The records are to be copied in their entirety, exactly as given.
##### DATA TO PROCESS #####
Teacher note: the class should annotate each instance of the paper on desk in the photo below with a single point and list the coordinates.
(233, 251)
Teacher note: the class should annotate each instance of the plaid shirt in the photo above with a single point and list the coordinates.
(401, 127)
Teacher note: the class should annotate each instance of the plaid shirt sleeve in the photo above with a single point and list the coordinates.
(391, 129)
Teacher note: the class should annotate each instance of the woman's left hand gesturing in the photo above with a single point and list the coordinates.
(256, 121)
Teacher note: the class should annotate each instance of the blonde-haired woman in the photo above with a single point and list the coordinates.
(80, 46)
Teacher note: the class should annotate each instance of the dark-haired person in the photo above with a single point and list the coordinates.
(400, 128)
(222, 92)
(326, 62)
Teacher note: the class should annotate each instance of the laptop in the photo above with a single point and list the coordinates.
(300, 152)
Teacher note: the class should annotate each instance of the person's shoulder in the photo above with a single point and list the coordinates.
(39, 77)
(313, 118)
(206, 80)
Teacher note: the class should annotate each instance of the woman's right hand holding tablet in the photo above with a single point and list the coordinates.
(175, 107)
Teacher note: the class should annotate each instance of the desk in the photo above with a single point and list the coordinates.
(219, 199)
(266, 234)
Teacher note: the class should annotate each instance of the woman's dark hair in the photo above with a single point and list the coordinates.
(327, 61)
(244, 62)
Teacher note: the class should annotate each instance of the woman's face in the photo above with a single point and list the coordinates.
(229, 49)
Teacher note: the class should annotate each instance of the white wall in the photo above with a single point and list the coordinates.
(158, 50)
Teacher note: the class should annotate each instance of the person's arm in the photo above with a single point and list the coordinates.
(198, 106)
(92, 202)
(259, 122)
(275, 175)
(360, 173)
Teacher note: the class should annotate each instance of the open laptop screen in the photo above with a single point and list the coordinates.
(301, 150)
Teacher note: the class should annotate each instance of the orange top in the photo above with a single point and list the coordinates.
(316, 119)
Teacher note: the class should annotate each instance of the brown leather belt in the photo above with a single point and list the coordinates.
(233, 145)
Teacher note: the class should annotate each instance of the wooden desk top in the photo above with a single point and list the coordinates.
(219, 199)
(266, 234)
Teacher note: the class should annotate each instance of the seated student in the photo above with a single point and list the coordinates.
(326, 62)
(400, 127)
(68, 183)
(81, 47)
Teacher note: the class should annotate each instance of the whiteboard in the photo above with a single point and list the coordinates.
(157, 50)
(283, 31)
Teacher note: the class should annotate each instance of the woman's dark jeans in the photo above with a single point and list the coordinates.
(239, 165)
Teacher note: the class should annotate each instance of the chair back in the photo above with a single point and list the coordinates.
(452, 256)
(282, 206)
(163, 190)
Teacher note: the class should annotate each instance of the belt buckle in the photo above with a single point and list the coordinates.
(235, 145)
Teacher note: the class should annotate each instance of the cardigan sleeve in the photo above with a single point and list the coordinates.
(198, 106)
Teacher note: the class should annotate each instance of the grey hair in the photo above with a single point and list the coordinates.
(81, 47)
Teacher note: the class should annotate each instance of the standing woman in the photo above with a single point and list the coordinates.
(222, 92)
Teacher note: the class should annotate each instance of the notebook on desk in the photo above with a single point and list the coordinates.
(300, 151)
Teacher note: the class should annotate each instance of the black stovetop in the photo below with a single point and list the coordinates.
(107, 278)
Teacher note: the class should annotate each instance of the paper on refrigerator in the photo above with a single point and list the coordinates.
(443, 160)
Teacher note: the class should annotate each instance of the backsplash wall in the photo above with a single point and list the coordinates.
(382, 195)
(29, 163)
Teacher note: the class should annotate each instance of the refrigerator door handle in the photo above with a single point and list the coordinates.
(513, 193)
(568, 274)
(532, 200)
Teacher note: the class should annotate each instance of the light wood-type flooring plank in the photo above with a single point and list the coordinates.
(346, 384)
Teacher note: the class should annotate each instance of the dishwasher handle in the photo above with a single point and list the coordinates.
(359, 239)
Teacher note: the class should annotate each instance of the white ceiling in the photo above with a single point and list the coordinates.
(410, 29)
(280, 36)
#####
RESULT FOR THIS EXERCISE =
Teacher note: the class should annotate each instance of the paper on desk in the photo below with a single point and list the coordinates.
(233, 251)
Teacher note: the class should annotate each instance of the plaid shirt in the photo above with a single point and list the coordinates.
(401, 127)
Teacher note: the class should annotate each instance of the plaid shirt sleeve in the photo above with a single point and list the coordinates.
(391, 129)
Teacher note: the class should annotate each instance of the woman's left hand gesturing in the photo above with a single point and list the coordinates.
(256, 121)
Teacher note: the class should annotate each instance of the blonde-haired woman in the photo above with a single point and list the coordinates.
(80, 46)
Teacher note: the class should annotate each instance of the dark-haired person in the photo above with a single point and list the coordinates.
(400, 128)
(222, 92)
(326, 62)
Teacher note: the class should annotate each instance of the laptop in the photo above with a single point and list the coordinates.
(300, 152)
Teacher note: the class should annotate each instance of the person's shoulder in the photo above with a single point and list the coordinates.
(39, 77)
(313, 118)
(206, 80)
Teacher note: the class should annotate each instance of the woman's right hand holding tablet in the photo above with a single point and list the coordinates.
(175, 107)
Teacher note: the class should annotate each instance of the desk in the photo above with a single point and list the coordinates.
(219, 199)
(266, 234)
Teacher note: the class should annotate each instance of the woman's dark hair in the photo above with a single point and list the coordinates.
(327, 61)
(244, 62)
Teacher note: the class should annotate each instance of the woman's face in the photo above with a single point and list the coordinates.
(229, 49)
Teacher note: the class should annotate each instance of the white wall in the photo above with a single point and list the coordinates.
(158, 50)
Teacher note: the class should annotate each instance of the person's arm in the photo above with a single point and list the coordinates.
(198, 106)
(92, 202)
(259, 122)
(275, 175)
(360, 173)
Teacher note: the class should annotate each instance of the open laptop screen in the photo above with a single point and list the coordinates.
(301, 150)
Teacher note: the class should annotate each instance of the orange top in the photo above with a single point and list the coordinates.
(316, 119)
Teacher note: the class should annotate each instance of the brown leather belt in the photo above with a single point and list the coordinates.
(233, 145)
Teacher note: the class should annotate each instance of the wooden desk top in the photo above with a single point and list the coordinates.
(219, 199)
(266, 234)
Teacher note: the class should annotate each instance of the seated student in the photo above with a single point and list the coordinates.
(326, 62)
(400, 127)
(68, 183)
(81, 47)
Teacher note: the class should annotate each instance of the whiteboard in the photo above with a single point and list the coordinates.
(157, 50)
(283, 31)
Teacher note: the class should annotate each instance of the woman's dark jeans in the photo above with a single point and list the coordinates.
(239, 165)
Teacher note: the class should annotate each instance of the chair back in the photo above with a single point and list the coordinates.
(452, 256)
(282, 206)
(163, 190)
Teacher note: the class should annotate each instance of the belt buckle in the photo above with a single point and list the coordinates.
(235, 145)
Teacher note: the class should annotate each instance of the cardigan sleeve in the photo above with a single point and list the coordinates.
(198, 106)
Teacher note: the class should annotate each instance of the grey hair in the photo above with a single point and list the coordinates.
(81, 47)
Teacher note: the class should annotate each instance of the standing woman in the photo above with a single point and list the coordinates.
(222, 92)
Teacher note: the class should annotate each instance of the notebook on desk in the photo above with a single point and list the coordinates.
(300, 151)
Teacher note: the class should annotate each instance of the black stovetop in the photo below with a single point and list the coordinates.
(107, 278)
Teacher note: the class should annotate each instance of the paper on refrigerator in the photo above with a single point and list the coordinates.
(443, 160)
Teacher note: the class should annotate each instance of the backsplash wall in the photo above with a single point and list the coordinates.
(382, 195)
(29, 163)
Teacher note: the class should annotate each instance of the refrigerator door handle in the photo above with a single point and list the coordinates.
(513, 193)
(568, 274)
(532, 200)
Teacher note: the class should annotate each instance of the light wood-type flooring plank in the photo above with a single point and list the coordinates.
(346, 384)
Teacher note: the class should annotate each instance of the dishwasher handle in the photo above with a single point and list the coordinates.
(359, 239)
Teacher note: the class should annotate each instance of the white ceiling in the photo above with a single point and list the coordinates.
(410, 29)
(280, 36)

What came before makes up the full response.